* Your task
Rewrite the data below, replacing "one marker per instance" with "a single point for each instance" and leaving everything else unchanged.
==== Entries ====
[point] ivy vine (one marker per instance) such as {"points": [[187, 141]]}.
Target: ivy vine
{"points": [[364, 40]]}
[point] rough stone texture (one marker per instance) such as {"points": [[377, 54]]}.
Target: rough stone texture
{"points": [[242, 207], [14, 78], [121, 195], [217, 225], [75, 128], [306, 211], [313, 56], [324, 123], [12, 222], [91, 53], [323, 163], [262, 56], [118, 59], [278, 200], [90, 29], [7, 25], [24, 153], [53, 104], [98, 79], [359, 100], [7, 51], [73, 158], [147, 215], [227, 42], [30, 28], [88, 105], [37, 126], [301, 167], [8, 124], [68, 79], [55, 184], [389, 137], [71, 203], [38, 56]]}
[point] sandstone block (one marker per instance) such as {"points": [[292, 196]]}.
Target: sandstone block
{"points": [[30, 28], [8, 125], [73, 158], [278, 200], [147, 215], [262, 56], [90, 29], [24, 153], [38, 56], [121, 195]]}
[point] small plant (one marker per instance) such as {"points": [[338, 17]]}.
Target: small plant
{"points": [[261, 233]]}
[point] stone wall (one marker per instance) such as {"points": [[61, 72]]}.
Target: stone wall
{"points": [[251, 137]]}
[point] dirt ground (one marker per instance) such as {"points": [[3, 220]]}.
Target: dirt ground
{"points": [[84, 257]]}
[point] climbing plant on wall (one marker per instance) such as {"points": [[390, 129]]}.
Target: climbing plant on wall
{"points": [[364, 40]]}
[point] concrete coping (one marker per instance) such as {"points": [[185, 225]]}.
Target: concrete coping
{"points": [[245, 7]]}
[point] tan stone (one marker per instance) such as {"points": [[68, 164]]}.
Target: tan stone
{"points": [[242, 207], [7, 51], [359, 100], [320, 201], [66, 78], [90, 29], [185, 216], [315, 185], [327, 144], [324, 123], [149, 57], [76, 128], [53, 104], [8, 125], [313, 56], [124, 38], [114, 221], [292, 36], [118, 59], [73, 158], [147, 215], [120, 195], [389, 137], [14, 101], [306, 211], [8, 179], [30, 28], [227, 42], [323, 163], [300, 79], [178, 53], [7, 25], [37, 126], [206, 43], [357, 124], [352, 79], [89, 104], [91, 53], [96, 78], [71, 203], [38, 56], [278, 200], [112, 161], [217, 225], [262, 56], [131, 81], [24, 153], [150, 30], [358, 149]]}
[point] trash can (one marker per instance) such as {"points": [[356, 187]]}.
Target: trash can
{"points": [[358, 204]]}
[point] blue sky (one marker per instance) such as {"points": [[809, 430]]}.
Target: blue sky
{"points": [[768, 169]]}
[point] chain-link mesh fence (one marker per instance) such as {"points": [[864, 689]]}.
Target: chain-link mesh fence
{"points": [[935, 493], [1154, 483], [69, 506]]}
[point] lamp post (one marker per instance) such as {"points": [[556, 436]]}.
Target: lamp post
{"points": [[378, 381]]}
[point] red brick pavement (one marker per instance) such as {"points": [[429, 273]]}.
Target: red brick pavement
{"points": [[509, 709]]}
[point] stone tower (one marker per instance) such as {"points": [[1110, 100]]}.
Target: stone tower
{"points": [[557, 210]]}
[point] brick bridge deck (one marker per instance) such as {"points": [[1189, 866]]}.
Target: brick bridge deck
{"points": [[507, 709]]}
====
* Written solution
[point] ivy vine (a single point for each instance) such as {"points": [[187, 141]]}.
Target: ivy vine
{"points": [[364, 40]]}
[point] rough stone texture (a single point for each instance) such as {"points": [[377, 54]]}.
Target: rough stone texture
{"points": [[242, 207], [14, 78], [121, 195], [217, 225], [75, 128], [306, 211], [313, 56], [324, 123], [12, 222], [91, 53], [323, 163], [262, 56], [118, 59], [278, 200], [90, 29], [7, 25], [24, 153], [53, 104], [98, 79], [359, 100], [7, 51], [73, 158], [147, 215], [227, 42], [30, 28], [88, 105], [37, 126], [301, 167], [8, 124], [68, 79], [55, 184], [389, 137], [71, 203], [38, 56]]}
[point] sandstone block (a single point for each instance) such as {"points": [[292, 196]]}.
Target: sandstone block
{"points": [[30, 28], [8, 125], [73, 158], [278, 200], [147, 215], [262, 56], [90, 29], [24, 153], [38, 56], [121, 195]]}
[point] small plant (a single point for each instance) such as {"points": [[338, 17]]}.
Target: small plant
{"points": [[261, 233]]}
[point] stone wall (a single point for each instance) such as {"points": [[61, 72]]}.
Target: stone wall
{"points": [[251, 137]]}
[point] dirt ground (a single point for each instance) such as {"points": [[3, 220]]}.
Target: dirt ground
{"points": [[84, 257]]}
[point] climbing plant on wall (a single point for each instance) such as {"points": [[390, 129]]}.
Target: climbing plant on wall
{"points": [[364, 40]]}
[point] concrete coping (a single point for each instance) such as {"points": [[185, 225]]}.
Target: concrete coping
{"points": [[245, 7]]}
[point] tan stone (a single point for each instance) such as {"points": [[68, 164]]}.
Target: tan stone
{"points": [[242, 207], [7, 51], [359, 100], [320, 201], [66, 78], [90, 29], [185, 216], [315, 185], [327, 144], [324, 123], [149, 57], [76, 128], [53, 104], [8, 125], [313, 56], [124, 38], [114, 221], [292, 36], [118, 59], [73, 158], [147, 215], [120, 195], [389, 137], [14, 101], [306, 211], [8, 179], [30, 28], [227, 42], [323, 163], [300, 79], [178, 53], [7, 25], [37, 126], [206, 43], [357, 124], [352, 79], [89, 104], [91, 53], [96, 78], [71, 203], [38, 56], [278, 200], [112, 161], [217, 225], [262, 56], [131, 81], [24, 153], [150, 30], [358, 149]]}
[point] trash can (a single point for each instance) such as {"points": [[356, 187]]}.
Target: trash can
{"points": [[358, 204]]}
[point] blue sky (a single point for each instance) such as {"points": [[809, 430]]}.
Target: blue sky
{"points": [[768, 169]]}
[point] chain-link mesh fence (a single point for each instance) such as {"points": [[864, 689]]}.
Target: chain-link mesh fence
{"points": [[935, 493], [1154, 483], [69, 506]]}
[point] lamp post (a single point for each instance) such as {"points": [[556, 436]]}.
Target: lamp post
{"points": [[378, 381]]}
[point] red brick pavement (a single point for each instance) such as {"points": [[429, 273]]}.
Target: red brick pavement
{"points": [[509, 709]]}
[point] stone tower (a single point for each instance) such as {"points": [[1110, 100]]}.
Target: stone tower
{"points": [[557, 210]]}
[point] brick bridge deck (a single point for each instance) such as {"points": [[1189, 866]]}.
Target: brick bridge deck
{"points": [[507, 709]]}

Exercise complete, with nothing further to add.